> **Required actions**
1. From the external advisory board text, list the fields in which the Nishikawa laboratory currently has projects.
2. Carry on the external advisory board text from its final sentence.

> **Text provided**
|---|
External Advisory Board
Our external advisory board members are involved in the planning and development of a nationwide Integrative Movement Sciences Institute (IMSI), formed by a consortium of faculty from 23 institutions around the country, centered at UCI. Together, we are working to transform movement sciences through team-based interdisciplinary collaboration and developing innovative approaches that enable the integration of knowledge across organizational scales from molecular mechanisms to whole-body movement. Current activities are funded through a design-phase Biology Integration Institute grant award from the National Science Foundation (NSF).
Kiisa Nishikawa. (NSF-BII IMSI Co-PI and Co-Director)
The Nishikawa laboratory is a trans-disciplinary group of scientists and engineers who study muscles and movement. The laboratory’s current focus is to understand the variation in muscle force during active muscle length changes. This work has led to many new and exciting ideas about the fundamental principals of muscle physiology. Currently, they have projects in molecular muscle physiology, kinesiology, biomechanics, neurophysiology, and exercise science.
|---|
> **Data extract**
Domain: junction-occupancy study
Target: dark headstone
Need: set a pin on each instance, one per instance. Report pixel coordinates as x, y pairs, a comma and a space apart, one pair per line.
|---|
> **Answers provided**
1.
- molecular muscle physiology
- kinesiology
- biomechanics
- neurophysiology
- exercise science

2.
Professor Ahn’s research focuses on the neural control and mechanics of animal locomotion. Ahn’s lab takes an integrative and multi-disciplinary approach to examine the different levels of organization that influence the behavioral output of the neuro-musculo-skeletal system in animals such as frogs, lizards, tarantulas, and even humans! Their work includes examining the neural signals sent to muscles and how the different levels of musculo-skeletal organization respond to these neural signals. By spanning the fields of muscle physiology, biomechanics, and motor control, Dr. Ahn hopes to discover general principles underlying the neuro-mechanical basis of legged locomotion.
Dr. Granzier studies the mechanisms whereby the giant filamentous protein titin (the largest protein known) influence muscle structure and function. His lab has shown that titin functions as a molecular spring that mediates acute responses to changing pathophysiological states of the heart. They also study the role of titin in cardiac disease, using mouse models with specific modifications in the titin gene, including deciphering the mechanisms that are responsible for gender differences in diastolic dysfunction. An additional focus of Dr. Granzier’s lab is on nebulin, a major muscle protein that causes a severe skeletal muscle disease in humans. Research is multi-faceted and uses cutting-edge techniques at levels ranging across the single molecule, single cell, muscle, and the intact heart. His research group is diverse and has brought together individuals from several continents with expertise ranging from physics and chemistry to cell biology and physiology.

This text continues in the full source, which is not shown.